Given passage

◇ ◇ ◇

For reference here is the latest updated list of rules to be used for all Loose Cannons games :

Kuala Lumpur Loose Cannons (KLLC)
1. KLLC play strictly to the Rules of Golf as published by the R&A and the USGA except as allowed by KLLC Local Rules published below.
1. Each new player to join KLLC will play his FIRST game off his official USGA Handicap or his DECLARED Handicap. The Convenor may, at his discretion, assign a handicap.
2. New players will have to play 5 games to qualify for a KLLC handicap. New players cannot ‘win’ until they have completed the 5 mandatory games.
3. The WINNER each week will have his h/c cut by 4 strokes. Should he win his next KLLC game his h/c will be cut 8 strokes.
4. All other players that week will have 1 stroke added to their h/c up to a maximum of 3 strokes above their current USGA h/c as published by the KLLC official Handicap Monitor.
5. Handicaps are calculated according to the USGA Handicapping Formula. {(Adjusted gross score – USGA Course Rating) x 113 / USGA Slope Rating} will be used with a cap of 36.
6. Handicaps will be maintained using USGA approved software held and operated by the Handicap Monitor. Adjusted handicaps will be published each week.
1. Each week’s competition will be played on a Tuesday morning with a 08:00 starting time. Play will normally be from the WHITE TEES and scored to the Stableford System. Each player is responsible for returning his correct (adjusted) GROSS score to the appointed scorer. The scorer is responsible for returning a legible and correct card recording each players Gross and Stableford Points.

◇ ◇ ◇

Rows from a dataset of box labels

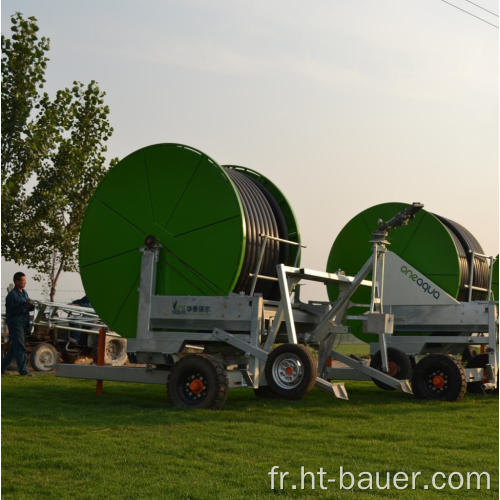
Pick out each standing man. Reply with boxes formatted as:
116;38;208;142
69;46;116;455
2;272;35;376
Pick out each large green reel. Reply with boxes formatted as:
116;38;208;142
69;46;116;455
79;144;299;337
327;203;478;342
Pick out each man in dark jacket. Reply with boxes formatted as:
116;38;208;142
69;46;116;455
2;272;35;375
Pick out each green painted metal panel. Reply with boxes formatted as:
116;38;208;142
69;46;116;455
327;203;461;342
79;144;245;337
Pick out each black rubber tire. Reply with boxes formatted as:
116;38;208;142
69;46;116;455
370;347;413;391
411;354;467;401
92;335;128;366
265;344;318;399
30;342;59;372
167;354;228;410
467;353;489;394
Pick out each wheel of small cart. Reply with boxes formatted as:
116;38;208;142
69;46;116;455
167;354;228;410
92;335;128;366
104;335;128;366
30;342;59;372
467;353;498;394
411;354;467;401
265;344;317;399
370;347;412;391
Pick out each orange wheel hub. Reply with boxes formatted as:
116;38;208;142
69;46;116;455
432;375;446;389
189;378;205;394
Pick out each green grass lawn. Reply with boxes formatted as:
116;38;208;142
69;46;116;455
2;374;498;499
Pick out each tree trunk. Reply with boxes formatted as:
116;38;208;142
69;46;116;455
50;259;64;302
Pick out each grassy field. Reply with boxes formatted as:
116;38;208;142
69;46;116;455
2;366;498;499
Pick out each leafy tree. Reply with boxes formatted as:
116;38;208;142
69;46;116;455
2;12;117;300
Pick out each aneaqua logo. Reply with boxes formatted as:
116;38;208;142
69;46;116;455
401;266;441;300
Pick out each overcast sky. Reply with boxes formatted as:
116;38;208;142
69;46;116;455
2;0;498;300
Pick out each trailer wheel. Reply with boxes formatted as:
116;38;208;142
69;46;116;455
370;347;412;391
411;354;467;401
265;344;317;399
92;335;128;366
30;342;59;372
167;354;228;410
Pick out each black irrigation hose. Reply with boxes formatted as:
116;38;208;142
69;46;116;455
226;168;289;299
434;214;490;301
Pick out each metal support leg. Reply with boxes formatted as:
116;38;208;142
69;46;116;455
276;264;297;344
378;333;389;373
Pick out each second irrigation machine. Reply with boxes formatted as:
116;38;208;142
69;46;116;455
56;144;498;408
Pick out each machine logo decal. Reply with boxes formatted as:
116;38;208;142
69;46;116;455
401;266;441;300
172;300;210;314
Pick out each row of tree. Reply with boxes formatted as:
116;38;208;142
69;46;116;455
1;12;117;301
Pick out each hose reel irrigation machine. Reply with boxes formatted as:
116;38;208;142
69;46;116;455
56;144;498;408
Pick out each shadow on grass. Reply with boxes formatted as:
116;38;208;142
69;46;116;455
2;374;498;432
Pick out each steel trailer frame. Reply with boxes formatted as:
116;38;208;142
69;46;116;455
56;204;498;406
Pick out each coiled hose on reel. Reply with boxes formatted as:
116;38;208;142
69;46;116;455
226;168;290;299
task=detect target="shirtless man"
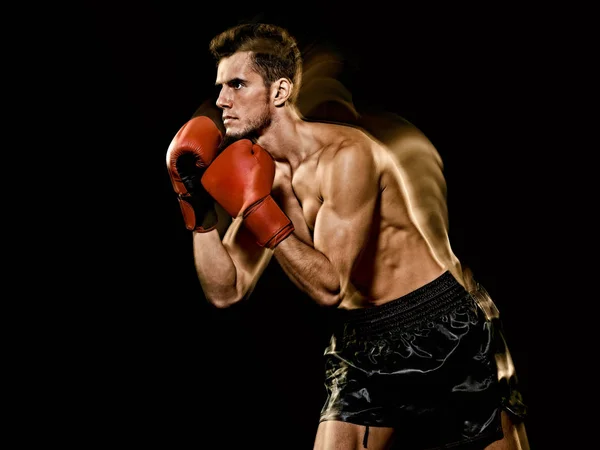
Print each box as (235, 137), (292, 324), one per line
(167, 24), (528, 450)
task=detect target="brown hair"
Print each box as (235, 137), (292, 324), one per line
(209, 23), (302, 103)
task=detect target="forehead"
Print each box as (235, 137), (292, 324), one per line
(217, 52), (260, 84)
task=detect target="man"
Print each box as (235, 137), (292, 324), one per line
(167, 24), (528, 450)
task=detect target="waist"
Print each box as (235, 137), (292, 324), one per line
(336, 271), (472, 334)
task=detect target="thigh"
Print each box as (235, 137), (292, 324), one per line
(313, 420), (394, 450)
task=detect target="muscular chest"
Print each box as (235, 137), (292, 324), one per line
(292, 163), (322, 232)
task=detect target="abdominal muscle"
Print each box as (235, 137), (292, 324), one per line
(339, 227), (445, 309)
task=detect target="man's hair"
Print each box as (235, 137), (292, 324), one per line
(209, 23), (302, 103)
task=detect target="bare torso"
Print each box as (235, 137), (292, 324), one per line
(274, 119), (446, 309)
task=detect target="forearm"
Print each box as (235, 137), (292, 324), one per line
(193, 216), (272, 308)
(193, 230), (239, 307)
(274, 234), (341, 306)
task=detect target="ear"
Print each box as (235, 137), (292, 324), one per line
(271, 78), (294, 106)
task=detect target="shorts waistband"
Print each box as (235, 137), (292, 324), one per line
(339, 272), (471, 334)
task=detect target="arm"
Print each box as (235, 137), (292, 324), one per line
(193, 211), (273, 308)
(166, 116), (270, 307)
(194, 139), (294, 307)
(275, 146), (379, 306)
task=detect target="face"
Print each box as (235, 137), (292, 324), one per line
(215, 52), (271, 139)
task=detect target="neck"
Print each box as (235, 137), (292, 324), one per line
(257, 106), (311, 170)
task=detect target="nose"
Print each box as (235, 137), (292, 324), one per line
(216, 87), (231, 109)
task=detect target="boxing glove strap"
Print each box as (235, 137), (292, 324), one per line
(244, 195), (294, 249)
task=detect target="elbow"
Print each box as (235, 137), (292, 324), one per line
(204, 292), (242, 309)
(315, 286), (342, 308)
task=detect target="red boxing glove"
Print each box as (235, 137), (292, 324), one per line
(202, 139), (294, 249)
(167, 116), (223, 233)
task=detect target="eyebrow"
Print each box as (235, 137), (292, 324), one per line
(215, 77), (246, 86)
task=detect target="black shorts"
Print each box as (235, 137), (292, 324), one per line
(320, 272), (516, 449)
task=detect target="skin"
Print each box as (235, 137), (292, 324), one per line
(193, 52), (524, 450)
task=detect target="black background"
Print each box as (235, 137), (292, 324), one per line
(67, 2), (548, 449)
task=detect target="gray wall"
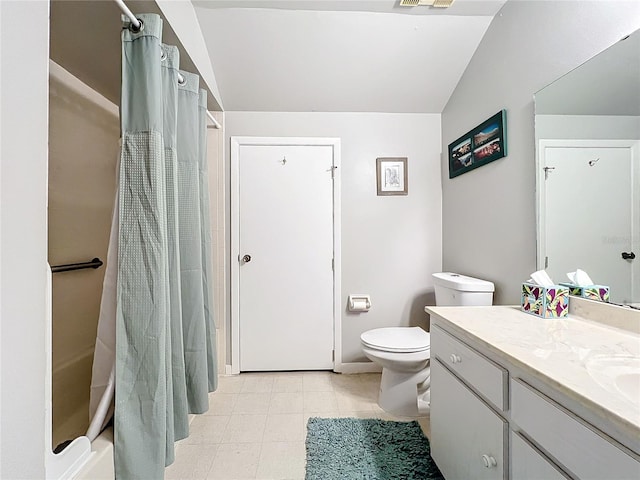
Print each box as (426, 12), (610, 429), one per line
(225, 112), (442, 363)
(442, 0), (640, 304)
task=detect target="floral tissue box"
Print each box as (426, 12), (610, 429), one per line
(522, 283), (569, 318)
(560, 283), (609, 302)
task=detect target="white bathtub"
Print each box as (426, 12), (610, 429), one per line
(72, 427), (115, 480)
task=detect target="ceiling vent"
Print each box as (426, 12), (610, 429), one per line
(400, 0), (455, 8)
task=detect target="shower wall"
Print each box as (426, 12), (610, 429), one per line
(48, 62), (226, 446)
(48, 64), (120, 446)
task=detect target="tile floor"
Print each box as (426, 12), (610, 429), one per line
(165, 372), (429, 480)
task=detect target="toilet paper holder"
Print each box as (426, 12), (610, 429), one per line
(347, 294), (371, 312)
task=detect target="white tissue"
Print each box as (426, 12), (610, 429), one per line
(567, 268), (594, 287)
(531, 270), (555, 287)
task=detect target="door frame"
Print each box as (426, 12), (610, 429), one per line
(536, 139), (640, 292)
(229, 136), (342, 374)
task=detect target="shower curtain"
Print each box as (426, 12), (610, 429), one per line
(88, 14), (217, 479)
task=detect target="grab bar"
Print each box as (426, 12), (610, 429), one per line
(51, 258), (102, 273)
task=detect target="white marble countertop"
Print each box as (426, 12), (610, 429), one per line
(425, 306), (640, 444)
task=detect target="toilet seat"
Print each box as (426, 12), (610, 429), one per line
(360, 327), (430, 353)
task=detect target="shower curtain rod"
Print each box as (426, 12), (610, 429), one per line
(114, 0), (221, 130)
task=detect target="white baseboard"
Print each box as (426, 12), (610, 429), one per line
(336, 362), (382, 374)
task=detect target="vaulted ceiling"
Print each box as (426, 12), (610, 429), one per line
(192, 0), (506, 113)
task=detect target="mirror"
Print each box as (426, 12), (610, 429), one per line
(534, 30), (640, 307)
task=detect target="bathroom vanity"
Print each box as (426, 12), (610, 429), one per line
(425, 297), (640, 480)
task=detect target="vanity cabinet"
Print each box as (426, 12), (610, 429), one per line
(510, 379), (640, 480)
(431, 327), (508, 480)
(431, 309), (640, 480)
(431, 358), (508, 480)
(510, 431), (570, 480)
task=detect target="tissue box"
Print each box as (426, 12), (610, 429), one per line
(560, 283), (609, 302)
(522, 283), (569, 318)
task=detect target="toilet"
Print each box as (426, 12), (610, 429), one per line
(360, 272), (494, 417)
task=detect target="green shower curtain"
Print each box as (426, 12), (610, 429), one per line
(114, 14), (217, 479)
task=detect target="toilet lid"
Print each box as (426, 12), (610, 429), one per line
(360, 327), (430, 353)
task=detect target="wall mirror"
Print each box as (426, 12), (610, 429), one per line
(534, 30), (640, 307)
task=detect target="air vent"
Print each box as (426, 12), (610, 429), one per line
(433, 0), (455, 8)
(400, 0), (455, 8)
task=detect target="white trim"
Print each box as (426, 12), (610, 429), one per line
(340, 362), (382, 375)
(229, 136), (343, 374)
(536, 138), (640, 270)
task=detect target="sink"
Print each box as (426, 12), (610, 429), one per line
(586, 355), (640, 406)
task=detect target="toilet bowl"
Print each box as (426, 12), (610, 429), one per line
(360, 272), (494, 417)
(360, 327), (430, 417)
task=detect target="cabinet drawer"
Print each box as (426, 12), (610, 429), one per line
(511, 379), (640, 480)
(511, 432), (569, 480)
(430, 359), (508, 480)
(431, 325), (508, 411)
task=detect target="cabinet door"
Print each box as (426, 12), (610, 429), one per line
(431, 359), (507, 480)
(511, 432), (569, 480)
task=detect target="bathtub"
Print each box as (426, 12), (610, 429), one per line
(72, 427), (115, 480)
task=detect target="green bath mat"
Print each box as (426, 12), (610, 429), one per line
(305, 418), (443, 480)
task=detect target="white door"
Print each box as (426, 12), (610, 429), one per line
(232, 141), (334, 371)
(543, 146), (638, 303)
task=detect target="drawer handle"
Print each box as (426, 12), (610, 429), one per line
(482, 455), (498, 468)
(449, 353), (462, 363)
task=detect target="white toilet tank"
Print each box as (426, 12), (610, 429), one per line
(432, 272), (494, 306)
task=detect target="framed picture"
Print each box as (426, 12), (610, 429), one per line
(449, 110), (507, 178)
(376, 157), (409, 195)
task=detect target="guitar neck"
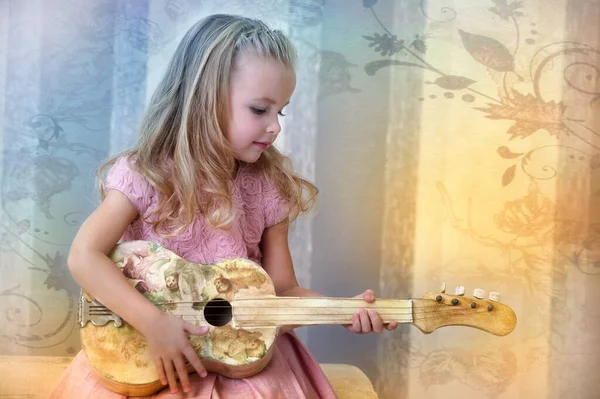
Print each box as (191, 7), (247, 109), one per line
(232, 297), (413, 327)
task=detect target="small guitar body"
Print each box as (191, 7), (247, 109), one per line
(78, 241), (516, 396)
(79, 241), (278, 396)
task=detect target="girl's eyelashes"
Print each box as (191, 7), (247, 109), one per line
(250, 107), (287, 116)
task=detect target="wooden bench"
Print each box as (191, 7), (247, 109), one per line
(0, 356), (377, 399)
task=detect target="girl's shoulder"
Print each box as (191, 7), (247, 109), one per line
(237, 166), (289, 227)
(104, 155), (155, 215)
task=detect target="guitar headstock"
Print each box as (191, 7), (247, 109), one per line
(413, 285), (517, 335)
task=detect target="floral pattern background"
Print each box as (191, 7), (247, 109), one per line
(0, 0), (600, 399)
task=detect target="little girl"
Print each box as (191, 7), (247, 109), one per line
(52, 15), (397, 399)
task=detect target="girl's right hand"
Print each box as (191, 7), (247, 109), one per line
(144, 313), (209, 393)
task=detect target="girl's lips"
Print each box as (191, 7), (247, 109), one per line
(252, 141), (271, 150)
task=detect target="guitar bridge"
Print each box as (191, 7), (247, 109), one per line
(77, 295), (123, 327)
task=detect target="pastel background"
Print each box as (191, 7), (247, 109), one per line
(0, 0), (600, 399)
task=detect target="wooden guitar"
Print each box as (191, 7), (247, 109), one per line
(78, 241), (516, 396)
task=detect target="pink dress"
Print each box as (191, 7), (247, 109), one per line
(51, 158), (336, 399)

◇ ◇ ◇

Actions to take
1. Would you print the records from the line containing "Pick out each large" down to the line containing "2;272;35;375", with both of those lines included?
2. Can you proceed with the Loose Cannons golf rules, picking up where they stop?
The text and the records are separate material.

Answers provided
1.
Pick out each large green reel. Reply with boxes formatted as:
116;38;208;142
69;46;116;455
79;144;299;337
327;203;478;342
Pick out each man in dark jacket. Reply with boxes formatted as:
116;38;208;142
69;46;116;455
2;272;35;375

2.
2. The game on the last Tuesday of each month will be played for a Trophy. This will be referred to as the Trophy Game.
3. Flights will be randomly selected or assigned by the Convenor except for the Trophy Game when flights will be by ascending Handicap Order.
Fee, Pot & Kitty
1. Each player will pay the Fee consisting of the cost of the days golf (varies from club to club) plus RM30 for the Pot.
2. The WINNER will receive RM50 from the Pot.
3. RM5 will be transferred to the Kitty to cover administrative costs and the cost of the monthly Trophy.
4. The balance of the Pot will go towards the Lunch.
5. At the end of the year the Kitty  Balance (less a min. of RM100) will be used to partly offset the cost of the Christmas Lunch.
KLLC Local Rules
1. BUNKERS. A ball lying in a footprint of other depression left by a preceding flight may be lifted and dropped within the Bunker, at the nearest point of relief, not nearer the hole, without penalty. The player must notify his playing partners of his intent to implement this local rule BEFORE lifting his ball.
2. PLUGGED BALL in FAIRWAY. A ball which, in the opinion of the flight, cannot be found because it is judged to be PLUGGED in the FAIRWAY, can be replaced at the point at which the flight judges the ball to have struck the FAIRWAY, without penalty.


3. PREFERRED LIE. A ball coming to rest on a closely mown area through the green may be marked, lifted, cleaned and placed within one card length of the mark, on a closely mown area, not nearer the hole. Take Note that a player can only replace his ball ONCE. As soon as the ball is released and comes to rest it is then IN PLAY. Rule 20-4.

The USGA and R&A show some heart with changes to the Rules of Golf

The USGA and R&A have revised some golf rules commencing 1st January 2016 …. the key ones being :

  1. Ban on the anchored putting stroke
  2. Withdrawl of Rule on Ball Moving After Address (Rule 18-2b)
  3. Limited Exception to Disqualification Penalty for Submission of Incorrect Score Card (Rule 6-6d)
  4. Modification of Penalty for Single Impermissible use of Artificial Devices or Equipment (Rule 14-3)

Full details can be read here.

Rules of Golf – Loose Impediments

Loose Impediments and Movable Obstructions (Rules 23-1 and 24-1)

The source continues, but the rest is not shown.